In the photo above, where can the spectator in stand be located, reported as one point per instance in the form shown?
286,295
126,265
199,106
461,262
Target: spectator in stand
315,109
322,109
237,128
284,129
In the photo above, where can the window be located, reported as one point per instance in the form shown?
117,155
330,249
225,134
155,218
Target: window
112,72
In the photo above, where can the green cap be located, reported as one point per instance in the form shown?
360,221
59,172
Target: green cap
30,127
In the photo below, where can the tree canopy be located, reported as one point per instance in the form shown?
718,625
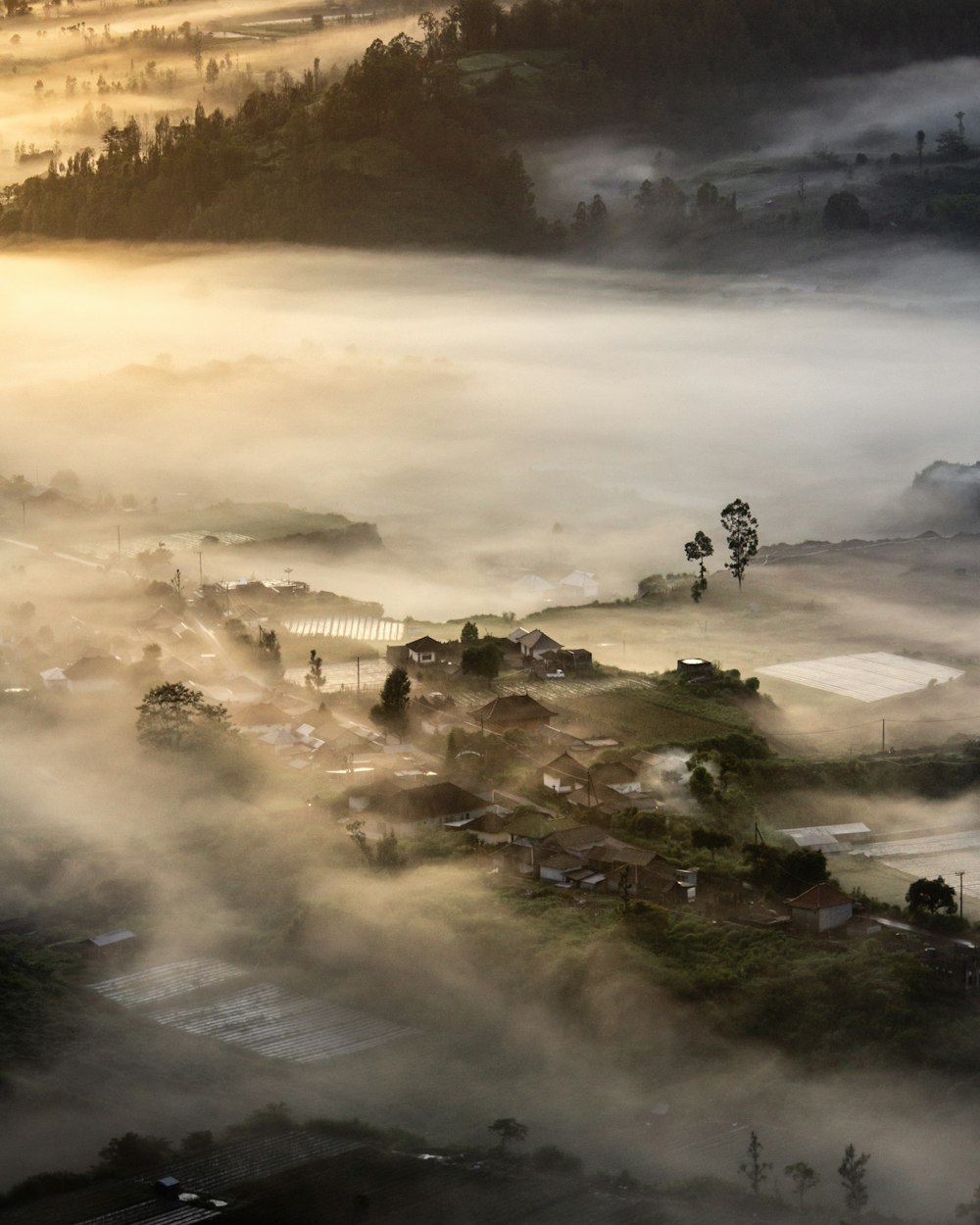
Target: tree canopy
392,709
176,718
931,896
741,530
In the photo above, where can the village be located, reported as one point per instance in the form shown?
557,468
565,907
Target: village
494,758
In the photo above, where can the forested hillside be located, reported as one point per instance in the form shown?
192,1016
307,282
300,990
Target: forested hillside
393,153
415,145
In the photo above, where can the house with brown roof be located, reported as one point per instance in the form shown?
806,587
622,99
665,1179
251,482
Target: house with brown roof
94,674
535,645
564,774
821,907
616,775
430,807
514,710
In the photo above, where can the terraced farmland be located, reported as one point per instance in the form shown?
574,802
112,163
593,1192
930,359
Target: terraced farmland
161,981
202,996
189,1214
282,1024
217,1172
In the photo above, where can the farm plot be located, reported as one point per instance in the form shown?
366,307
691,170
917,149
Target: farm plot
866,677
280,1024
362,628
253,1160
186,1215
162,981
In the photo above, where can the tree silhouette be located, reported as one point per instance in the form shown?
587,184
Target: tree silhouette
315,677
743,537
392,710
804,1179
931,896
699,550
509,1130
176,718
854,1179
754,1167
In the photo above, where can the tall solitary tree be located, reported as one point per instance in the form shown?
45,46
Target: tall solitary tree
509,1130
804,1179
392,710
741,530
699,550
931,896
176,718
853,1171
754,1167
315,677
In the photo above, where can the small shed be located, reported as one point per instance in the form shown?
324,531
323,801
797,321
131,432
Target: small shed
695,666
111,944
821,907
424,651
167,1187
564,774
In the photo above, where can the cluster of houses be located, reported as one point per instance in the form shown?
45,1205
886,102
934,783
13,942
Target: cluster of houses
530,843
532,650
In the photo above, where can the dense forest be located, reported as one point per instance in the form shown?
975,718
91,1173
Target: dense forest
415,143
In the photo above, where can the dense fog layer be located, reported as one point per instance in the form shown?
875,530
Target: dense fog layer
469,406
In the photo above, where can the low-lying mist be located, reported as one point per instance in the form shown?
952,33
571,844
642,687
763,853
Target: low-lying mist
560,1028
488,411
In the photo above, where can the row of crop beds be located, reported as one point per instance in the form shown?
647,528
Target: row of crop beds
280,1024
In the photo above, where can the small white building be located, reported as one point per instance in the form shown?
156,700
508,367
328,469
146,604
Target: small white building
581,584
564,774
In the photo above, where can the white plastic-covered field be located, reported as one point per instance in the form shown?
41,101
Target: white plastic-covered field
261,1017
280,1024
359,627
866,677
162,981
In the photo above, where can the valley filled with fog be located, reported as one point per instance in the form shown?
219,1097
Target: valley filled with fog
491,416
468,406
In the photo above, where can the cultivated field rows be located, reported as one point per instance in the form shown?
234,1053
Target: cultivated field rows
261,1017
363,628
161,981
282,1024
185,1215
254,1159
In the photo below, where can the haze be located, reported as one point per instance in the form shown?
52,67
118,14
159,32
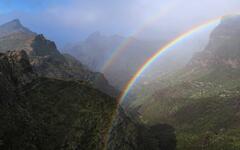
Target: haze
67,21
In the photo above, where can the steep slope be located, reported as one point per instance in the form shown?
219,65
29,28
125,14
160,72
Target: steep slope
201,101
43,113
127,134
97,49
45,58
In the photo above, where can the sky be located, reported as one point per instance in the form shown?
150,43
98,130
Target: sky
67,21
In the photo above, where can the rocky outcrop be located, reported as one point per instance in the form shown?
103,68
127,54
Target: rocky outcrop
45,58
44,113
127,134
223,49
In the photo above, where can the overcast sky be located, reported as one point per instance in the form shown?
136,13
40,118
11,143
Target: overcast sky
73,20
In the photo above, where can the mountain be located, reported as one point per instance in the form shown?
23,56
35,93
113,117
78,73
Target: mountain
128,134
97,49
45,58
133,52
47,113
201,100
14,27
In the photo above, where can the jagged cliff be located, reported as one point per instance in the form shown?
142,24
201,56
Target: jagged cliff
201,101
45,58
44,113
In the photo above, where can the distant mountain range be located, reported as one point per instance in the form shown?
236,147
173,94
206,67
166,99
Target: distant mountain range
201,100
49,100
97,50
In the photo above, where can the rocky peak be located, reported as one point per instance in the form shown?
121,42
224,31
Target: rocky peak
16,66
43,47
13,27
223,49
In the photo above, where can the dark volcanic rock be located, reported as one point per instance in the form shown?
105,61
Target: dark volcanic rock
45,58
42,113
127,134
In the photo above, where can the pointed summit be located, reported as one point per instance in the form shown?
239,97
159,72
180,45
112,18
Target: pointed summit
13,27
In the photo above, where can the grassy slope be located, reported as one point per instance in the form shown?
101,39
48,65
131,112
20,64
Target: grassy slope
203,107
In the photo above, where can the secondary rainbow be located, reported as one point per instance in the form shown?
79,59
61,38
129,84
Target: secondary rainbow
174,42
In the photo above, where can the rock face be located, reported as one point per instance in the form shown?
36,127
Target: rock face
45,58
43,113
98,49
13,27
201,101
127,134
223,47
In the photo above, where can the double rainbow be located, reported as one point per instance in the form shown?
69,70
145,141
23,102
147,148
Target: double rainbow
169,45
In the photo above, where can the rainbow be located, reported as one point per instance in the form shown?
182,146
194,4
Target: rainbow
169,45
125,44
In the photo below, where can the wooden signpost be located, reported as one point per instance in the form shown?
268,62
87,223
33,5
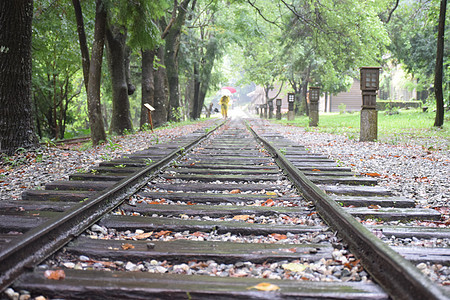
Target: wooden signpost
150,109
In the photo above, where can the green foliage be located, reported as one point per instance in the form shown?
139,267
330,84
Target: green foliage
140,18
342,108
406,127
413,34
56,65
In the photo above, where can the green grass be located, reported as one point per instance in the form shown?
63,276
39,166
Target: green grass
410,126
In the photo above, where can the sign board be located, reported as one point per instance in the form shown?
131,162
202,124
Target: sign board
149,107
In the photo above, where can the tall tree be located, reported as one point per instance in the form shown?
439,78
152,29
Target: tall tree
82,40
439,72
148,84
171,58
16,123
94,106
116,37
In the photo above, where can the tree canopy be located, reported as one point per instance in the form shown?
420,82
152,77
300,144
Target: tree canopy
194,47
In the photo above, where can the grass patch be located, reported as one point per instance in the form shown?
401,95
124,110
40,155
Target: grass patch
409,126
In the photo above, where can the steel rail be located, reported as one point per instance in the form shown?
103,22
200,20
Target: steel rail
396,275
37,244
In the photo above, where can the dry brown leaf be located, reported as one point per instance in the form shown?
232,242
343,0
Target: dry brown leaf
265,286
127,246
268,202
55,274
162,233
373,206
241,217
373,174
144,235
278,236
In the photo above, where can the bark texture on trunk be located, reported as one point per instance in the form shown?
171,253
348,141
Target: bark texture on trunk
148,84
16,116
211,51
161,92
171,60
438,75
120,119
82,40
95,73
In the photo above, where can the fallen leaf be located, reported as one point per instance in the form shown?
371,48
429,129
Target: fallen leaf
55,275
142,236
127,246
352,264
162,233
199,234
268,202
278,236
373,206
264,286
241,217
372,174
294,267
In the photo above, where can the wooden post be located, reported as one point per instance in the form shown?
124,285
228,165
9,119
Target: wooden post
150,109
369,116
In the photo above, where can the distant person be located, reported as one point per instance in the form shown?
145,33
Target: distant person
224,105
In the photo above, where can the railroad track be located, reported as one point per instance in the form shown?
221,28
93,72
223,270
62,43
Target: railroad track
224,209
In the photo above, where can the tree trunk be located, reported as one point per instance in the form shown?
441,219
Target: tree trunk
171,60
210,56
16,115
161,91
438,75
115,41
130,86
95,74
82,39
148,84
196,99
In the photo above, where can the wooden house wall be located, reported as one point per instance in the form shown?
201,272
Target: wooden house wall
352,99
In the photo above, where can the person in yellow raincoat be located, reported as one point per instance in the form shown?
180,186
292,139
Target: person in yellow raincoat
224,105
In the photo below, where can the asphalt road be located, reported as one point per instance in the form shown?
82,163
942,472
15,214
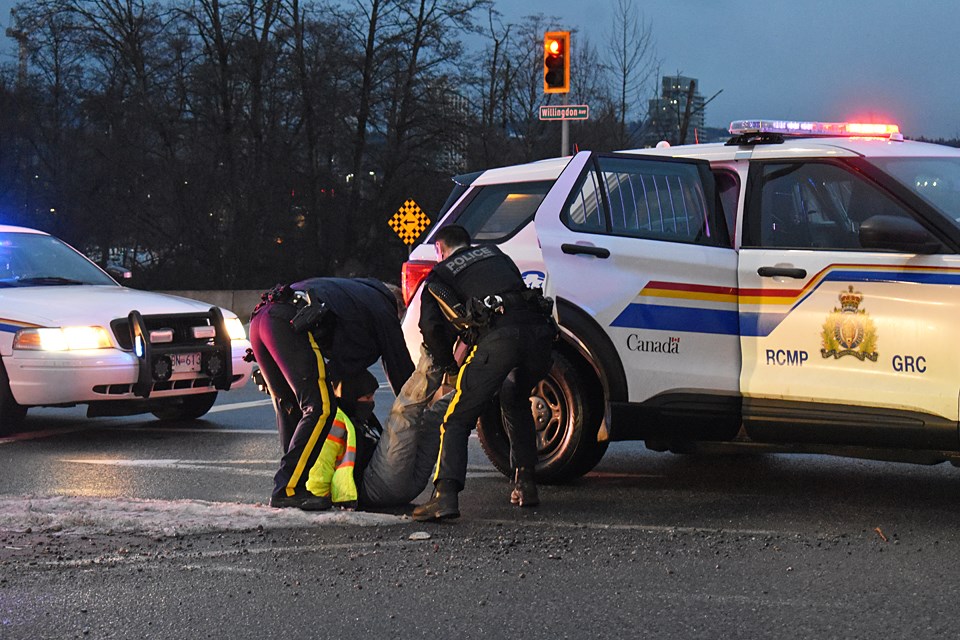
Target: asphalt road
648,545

...

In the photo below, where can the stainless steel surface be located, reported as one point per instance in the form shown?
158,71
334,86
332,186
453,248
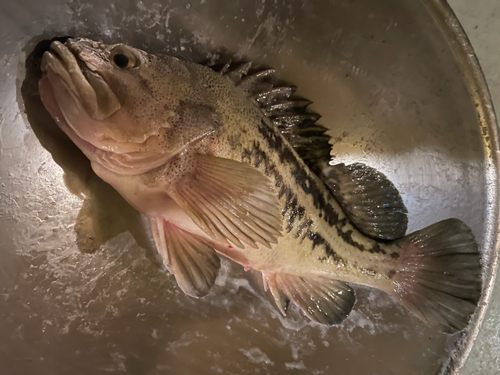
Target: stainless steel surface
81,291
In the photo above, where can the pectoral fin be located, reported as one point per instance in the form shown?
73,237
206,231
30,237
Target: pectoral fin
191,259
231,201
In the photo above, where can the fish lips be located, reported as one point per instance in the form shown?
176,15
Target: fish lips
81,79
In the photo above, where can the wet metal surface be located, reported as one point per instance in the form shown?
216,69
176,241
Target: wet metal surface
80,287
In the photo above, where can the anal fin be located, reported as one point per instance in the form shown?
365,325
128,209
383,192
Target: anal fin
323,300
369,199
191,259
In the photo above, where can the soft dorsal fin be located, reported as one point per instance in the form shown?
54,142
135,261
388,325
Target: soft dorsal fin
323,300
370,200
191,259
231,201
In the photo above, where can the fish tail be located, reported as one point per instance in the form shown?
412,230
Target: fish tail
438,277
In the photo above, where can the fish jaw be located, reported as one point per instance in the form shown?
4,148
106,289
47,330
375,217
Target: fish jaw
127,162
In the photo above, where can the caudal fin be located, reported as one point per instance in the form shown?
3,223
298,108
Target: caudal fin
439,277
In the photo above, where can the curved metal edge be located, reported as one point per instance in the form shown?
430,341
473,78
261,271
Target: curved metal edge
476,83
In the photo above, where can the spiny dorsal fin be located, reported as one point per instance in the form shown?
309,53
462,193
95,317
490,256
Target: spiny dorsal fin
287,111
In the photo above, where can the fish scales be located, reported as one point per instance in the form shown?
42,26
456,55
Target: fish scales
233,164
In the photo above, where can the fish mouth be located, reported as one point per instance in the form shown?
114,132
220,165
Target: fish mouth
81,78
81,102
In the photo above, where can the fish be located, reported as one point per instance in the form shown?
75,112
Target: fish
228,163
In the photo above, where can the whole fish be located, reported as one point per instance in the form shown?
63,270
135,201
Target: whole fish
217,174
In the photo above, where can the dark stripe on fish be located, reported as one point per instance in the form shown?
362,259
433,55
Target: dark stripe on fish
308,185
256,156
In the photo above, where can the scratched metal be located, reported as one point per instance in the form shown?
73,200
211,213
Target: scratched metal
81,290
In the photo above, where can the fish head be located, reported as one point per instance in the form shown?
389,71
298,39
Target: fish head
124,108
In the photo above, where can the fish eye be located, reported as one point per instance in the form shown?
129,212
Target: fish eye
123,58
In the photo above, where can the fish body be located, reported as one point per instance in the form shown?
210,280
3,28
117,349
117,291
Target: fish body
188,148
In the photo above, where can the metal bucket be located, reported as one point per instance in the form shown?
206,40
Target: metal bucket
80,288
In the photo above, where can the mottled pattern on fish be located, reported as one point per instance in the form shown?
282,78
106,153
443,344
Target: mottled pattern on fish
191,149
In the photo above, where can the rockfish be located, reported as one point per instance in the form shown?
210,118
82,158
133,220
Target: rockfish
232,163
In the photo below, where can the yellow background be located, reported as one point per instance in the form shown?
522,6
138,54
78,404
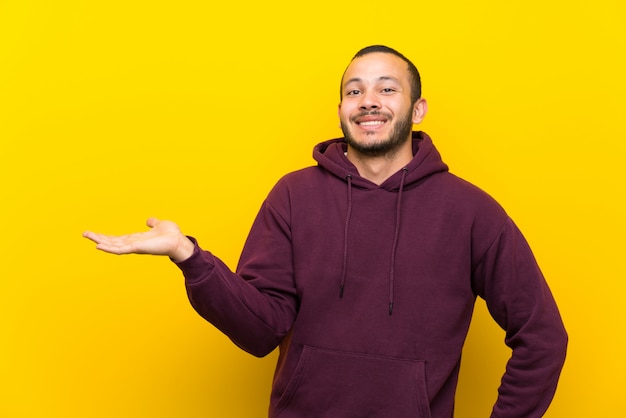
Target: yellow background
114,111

| WORK INSTRUCTIONS |
List every line above that contains the word "below".

| ANSWER AREA |
In the photo below, where can the tree canopy be located, reported as one point per instance in the form shown?
In the photo below, where can the haze be located, reported as one point per instance in the form shown?
In the photo below, where can the wooden signpost be located, reported as one point per instance in the form shown?
In the photo below, where can the asphalt road be located, reported as one point per instance in the form shown?
In the photo below, where can the stainless steel surface be located, reported as one point per instance in the form shown?
In the photo below, where can the yellow background be located, reported as one point per instance in the form shown?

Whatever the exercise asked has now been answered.